*Your task*.
Reproduce every line of the material below without changing anything.

Begin Records for this task

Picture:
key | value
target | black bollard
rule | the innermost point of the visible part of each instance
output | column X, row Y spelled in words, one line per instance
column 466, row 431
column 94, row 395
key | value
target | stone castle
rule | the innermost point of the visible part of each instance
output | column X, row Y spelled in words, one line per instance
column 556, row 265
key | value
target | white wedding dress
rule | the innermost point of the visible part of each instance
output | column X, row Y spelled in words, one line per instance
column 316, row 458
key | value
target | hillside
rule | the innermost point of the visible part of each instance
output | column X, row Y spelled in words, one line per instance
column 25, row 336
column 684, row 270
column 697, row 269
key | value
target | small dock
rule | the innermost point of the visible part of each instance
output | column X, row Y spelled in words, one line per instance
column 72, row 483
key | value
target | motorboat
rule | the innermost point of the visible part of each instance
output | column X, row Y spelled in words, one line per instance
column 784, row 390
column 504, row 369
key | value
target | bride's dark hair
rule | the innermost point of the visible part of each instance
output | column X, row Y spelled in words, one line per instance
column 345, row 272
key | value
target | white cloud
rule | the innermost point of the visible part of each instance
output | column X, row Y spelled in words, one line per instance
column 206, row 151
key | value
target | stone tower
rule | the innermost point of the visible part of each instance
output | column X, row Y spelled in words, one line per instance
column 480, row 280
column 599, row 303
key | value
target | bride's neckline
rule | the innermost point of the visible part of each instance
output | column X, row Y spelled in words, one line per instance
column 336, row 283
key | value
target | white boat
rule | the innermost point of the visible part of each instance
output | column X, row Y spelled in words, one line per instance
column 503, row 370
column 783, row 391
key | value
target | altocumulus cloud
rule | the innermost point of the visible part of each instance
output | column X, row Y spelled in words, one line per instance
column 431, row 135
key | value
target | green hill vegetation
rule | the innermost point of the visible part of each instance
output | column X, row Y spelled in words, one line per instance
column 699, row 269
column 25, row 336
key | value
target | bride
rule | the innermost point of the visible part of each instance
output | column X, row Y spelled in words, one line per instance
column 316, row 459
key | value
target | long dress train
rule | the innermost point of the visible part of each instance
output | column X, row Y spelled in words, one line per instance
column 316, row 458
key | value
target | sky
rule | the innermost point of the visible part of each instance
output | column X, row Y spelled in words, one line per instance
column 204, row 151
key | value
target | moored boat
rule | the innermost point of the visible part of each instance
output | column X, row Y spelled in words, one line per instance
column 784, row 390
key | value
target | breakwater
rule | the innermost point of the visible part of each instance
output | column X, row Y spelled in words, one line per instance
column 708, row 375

End Records for this task

*Exercise output*.
Picture:
key | value
target | black bollard
rule | the innermost point of the visible part of each instance
output | column X, row Y spelled in words, one line per instance
column 466, row 431
column 94, row 395
key | value
target | stone castle
rule | the innermost point of the visible part of each instance
output | column X, row Y spelled in words, one line per instance
column 556, row 265
key | value
target | white wedding dress
rule | the innermost point of the visible part of each instance
output | column X, row Y spelled in words, one line per instance
column 316, row 458
key | value
target | hillside
rule | the innermost point of the visible part of each instance
output | column X, row Y spelled in words, one line per instance
column 25, row 336
column 684, row 270
column 697, row 269
key | value
target | small dock
rule | the innermost point of the visible part of each instance
output | column X, row Y spelled in words, one line per instance
column 72, row 483
key | value
target | motorboat
rule | the innermost point of the visible part of each instance
output | column X, row Y spelled in words, one line per instance
column 784, row 390
column 504, row 369
key | value
target | bride's dark hair
rule | the innermost point of the visible part of each instance
output | column X, row Y spelled in words, one line per instance
column 345, row 272
key | value
target | white cloud
rule | the innermost point of the visible part of each instance
output | column X, row Y spelled in words, one line per instance
column 206, row 151
key | value
target | stone tower
rule | the innermost point of the visible part of each instance
output | column X, row Y spelled in words, one line per instance
column 480, row 280
column 599, row 303
key | value
target | bride's neckline
rule | the innermost point of the visible part of each instance
output | column X, row Y spelled in words, one line per instance
column 336, row 283
key | value
target | white boat
rule | the innermost point of the visible part of each instance
output | column X, row Y spelled in words, one line per instance
column 503, row 370
column 783, row 391
key | value
target | altocumulus cloud
rule | the innermost point of the visible part of each instance
output | column X, row Y spelled in words, one line per instance
column 431, row 135
key | value
target | green hill vegetation
rule | the innermost point of the visible part of each instance
output | column X, row Y spelled in words, one line per instance
column 699, row 269
column 25, row 336
key | value
target | bride
rule | the innermost point of the visible part of each instance
output | column X, row Y spelled in words, one line per instance
column 316, row 459
key | value
target | long dress train
rule | the innermost point of the visible part of each instance
output | column X, row Y spelled in words, one line per instance
column 316, row 458
key | value
target | sky
rule | the innermost point of the visible part of each instance
output | column X, row Y spelled in words, one line per instance
column 204, row 151
key | value
target | moored boat
rule | the innermost point of the visible part of each instance
output | column X, row Y spelled in words, one line per instance
column 784, row 390
key | value
target | breakwater
rule | the innermost point of the visible part of each instance
output | column X, row Y spelled in words, one line per instance
column 708, row 375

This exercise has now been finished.